[Annotation dataset records]
** BEGIN **

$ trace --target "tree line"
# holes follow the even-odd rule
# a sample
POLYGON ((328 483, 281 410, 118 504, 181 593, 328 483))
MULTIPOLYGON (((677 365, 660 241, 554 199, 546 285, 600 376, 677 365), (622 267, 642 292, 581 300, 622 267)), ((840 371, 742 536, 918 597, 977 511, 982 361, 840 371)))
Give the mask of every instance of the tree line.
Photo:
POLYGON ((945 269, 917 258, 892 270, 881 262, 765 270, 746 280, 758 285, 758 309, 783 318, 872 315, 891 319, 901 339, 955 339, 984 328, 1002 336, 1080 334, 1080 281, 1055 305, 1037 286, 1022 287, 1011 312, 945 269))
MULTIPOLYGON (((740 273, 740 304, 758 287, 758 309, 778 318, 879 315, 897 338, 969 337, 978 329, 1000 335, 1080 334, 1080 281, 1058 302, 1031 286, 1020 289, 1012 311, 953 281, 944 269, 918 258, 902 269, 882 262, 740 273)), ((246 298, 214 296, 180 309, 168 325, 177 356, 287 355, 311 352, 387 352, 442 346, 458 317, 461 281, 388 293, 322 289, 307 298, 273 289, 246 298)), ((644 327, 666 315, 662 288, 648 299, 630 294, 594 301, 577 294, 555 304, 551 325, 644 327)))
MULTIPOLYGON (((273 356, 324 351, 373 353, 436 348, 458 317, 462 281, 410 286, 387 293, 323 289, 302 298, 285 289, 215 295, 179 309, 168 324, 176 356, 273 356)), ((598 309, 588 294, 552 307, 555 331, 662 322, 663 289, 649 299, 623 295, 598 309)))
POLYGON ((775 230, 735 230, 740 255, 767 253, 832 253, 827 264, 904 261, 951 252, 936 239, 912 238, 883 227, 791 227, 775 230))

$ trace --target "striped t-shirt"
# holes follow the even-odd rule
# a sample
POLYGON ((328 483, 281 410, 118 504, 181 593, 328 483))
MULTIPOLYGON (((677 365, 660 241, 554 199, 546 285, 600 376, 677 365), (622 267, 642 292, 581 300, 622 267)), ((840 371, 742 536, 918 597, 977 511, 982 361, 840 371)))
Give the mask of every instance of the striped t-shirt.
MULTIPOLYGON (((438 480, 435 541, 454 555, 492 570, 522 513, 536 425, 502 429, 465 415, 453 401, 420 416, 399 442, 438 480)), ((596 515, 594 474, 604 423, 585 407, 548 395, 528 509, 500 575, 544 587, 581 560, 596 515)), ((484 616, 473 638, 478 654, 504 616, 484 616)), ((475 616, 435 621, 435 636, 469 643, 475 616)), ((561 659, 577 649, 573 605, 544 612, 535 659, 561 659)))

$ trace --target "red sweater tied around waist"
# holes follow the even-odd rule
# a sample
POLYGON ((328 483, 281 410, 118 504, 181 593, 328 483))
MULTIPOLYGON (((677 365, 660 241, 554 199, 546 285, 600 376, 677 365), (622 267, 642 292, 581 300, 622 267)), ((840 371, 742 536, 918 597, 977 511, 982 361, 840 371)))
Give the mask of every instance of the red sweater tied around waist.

** END **

» SHORT PROBLEM: Gather every line in the records above that contains the string "trace".

» OUTPUT FOR THIS TASK:
$ trace --target "tree line"
$ trace --target "striped t-shirt"
$ trace --target "red sweater tied around waist"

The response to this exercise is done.